> **Given passage**:

::::::::::

Because the universal substance is fire, Stoic cosmology brings this world to an end in a great conflagration. Everything turns to fire.

The supposition has been made that 2 Peter 3:10-12 borrowed this idea from Stoicism. The similarity, however, is unreal. First, the hylozoistic physics on which the Stoics based their conflagration is absent from the Bible. Stoic pantheism or immanentism is incompatible with creation, and the Bible proposes no analysis of things as being basically fire or any other element. Second, Peter predicted a sudden catastrophe like the Flood; but the Stoics described an ordinary, natural process which is already in progress. The completion is merely the end of the present process. Third, the destruction predicted by Peter is a judgment on sin; the Stoic conflagration is a sort of universal deification. Fourth, this Biblical judgment against sin occurs just once; the Stoics, however, in conformity with the usual Gr. emphasis on natural cycles, taught that the cosmic history repeats itself time and time again forever, not merely with respect to the conflagration at the end of each cycle, but also with respect to every detail in between. Against this theory of eternal recurrence, Augustine later laid the charge of deep pessimism. Clearly, therefore, Peter did not borrow from Stoicism.

To continue with other things which Peter did not borrow, the Stoics held that every individual thing, such as a rock (and the world as a whole) is a composite of this form and matter. Form and matter are both bodies, interpenetrating each other, occupying the same space, forming a “complete mixture.” The form or agent is the particular individuating quality, whose mode of action is designated by a term borrowed from morality—tone or tension. It is a spirit or fire or air, more often called a “seminal reason,” a small edition of the Reason or Logos that controls the universe. Thus there is but one true cause, God, and also a multiplicity of causes. Their intimate relation ties in with the theory of fate.

::::::::::

> **Supplied material**:

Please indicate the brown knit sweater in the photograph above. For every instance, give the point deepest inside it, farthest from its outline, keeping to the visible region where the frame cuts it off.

::::::::::

> **Tasks to perform**:
[a] Duplicate the section of the Stoicism passage between "To continue with" and "theory of fate.", inclusive.
[b] In the Stoicism passage, what charge did Augustine later bring against the theory of eternal recurrence?

> **Problem solutions**:
[a]
To continue with other things which Peter did not borrow, the Stoics held that every individual thing, such as a rock (and the world as a whole) is a composite of this form and matter. Form and matter are both bodies, interpenetrating each other, occupying the same space, forming a “complete mixture.” The form or agent is the particular individuating quality, whose mode of action is designated by a term borrowed from morality—tone or tension. It is a spirit or fire or air, more often called a “seminal reason,” a small edition of the Reason or Logos that controls the universe. Thus there is but one true cause, God, and also a multiplicity of causes. Their intimate relation ties in with the theory of fate.

[b] Augustine charged it with deep pessimism.